- Opening Delimiter -

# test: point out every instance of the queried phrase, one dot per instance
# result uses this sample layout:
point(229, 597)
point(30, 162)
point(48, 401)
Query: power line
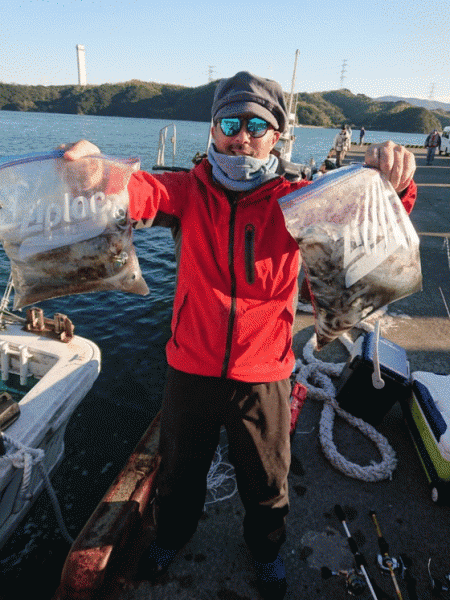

- Closing Delimiter -
- Opening Delimiter -

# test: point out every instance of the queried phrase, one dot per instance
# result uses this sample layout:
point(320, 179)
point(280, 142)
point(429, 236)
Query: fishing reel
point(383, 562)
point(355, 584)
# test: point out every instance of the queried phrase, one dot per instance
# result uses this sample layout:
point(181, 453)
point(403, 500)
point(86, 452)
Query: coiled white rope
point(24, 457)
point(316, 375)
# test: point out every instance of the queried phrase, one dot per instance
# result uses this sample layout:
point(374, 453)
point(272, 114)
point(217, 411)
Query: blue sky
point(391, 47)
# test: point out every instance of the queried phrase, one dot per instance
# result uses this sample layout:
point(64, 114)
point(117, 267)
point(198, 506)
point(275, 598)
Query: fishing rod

- Closing Delimiter -
- Opening Delimiter -

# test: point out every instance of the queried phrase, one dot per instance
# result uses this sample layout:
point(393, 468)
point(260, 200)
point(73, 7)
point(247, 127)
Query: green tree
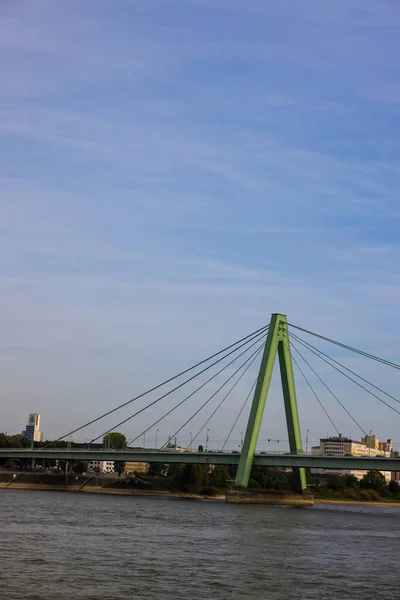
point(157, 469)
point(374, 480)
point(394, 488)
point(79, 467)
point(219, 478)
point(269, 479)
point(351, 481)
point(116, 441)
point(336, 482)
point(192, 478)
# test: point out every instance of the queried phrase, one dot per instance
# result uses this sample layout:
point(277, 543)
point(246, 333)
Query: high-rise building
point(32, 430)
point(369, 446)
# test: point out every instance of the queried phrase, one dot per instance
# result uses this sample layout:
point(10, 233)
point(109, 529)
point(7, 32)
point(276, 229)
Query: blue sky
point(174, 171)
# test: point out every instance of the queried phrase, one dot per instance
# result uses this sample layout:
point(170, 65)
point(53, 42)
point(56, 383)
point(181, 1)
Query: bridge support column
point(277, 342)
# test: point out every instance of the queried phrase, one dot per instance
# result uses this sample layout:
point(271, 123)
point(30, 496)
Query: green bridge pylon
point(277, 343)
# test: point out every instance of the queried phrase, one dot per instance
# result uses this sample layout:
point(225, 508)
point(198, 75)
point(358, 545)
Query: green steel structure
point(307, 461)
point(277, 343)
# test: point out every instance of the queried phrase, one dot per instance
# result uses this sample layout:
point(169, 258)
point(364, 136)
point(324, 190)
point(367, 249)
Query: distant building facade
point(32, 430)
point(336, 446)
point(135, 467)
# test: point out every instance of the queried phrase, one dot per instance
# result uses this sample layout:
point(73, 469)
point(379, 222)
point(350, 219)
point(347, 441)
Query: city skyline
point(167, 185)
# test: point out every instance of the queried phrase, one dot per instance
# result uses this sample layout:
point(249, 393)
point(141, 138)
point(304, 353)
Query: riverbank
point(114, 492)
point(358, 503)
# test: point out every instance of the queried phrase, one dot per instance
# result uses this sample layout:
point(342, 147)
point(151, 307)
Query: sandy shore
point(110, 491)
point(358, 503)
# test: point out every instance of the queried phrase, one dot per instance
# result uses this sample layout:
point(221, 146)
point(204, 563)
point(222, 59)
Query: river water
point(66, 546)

- Closing Delimiter -

## EXERCISE BRIEF:
Reproduce the entries above exactly, but only the lines between the line holding "point(109, 529)" and the line holding "point(181, 1)", inclusive.

## SOLUTION FOR THIS PROBLEM:
point(109, 529)
point(7, 32)
point(276, 229)
Query: blue sky
point(174, 171)
# test: point out every instance of the queried phrase, one dot per instance
# result uses this sample layout:
point(170, 65)
point(53, 42)
point(56, 383)
point(181, 1)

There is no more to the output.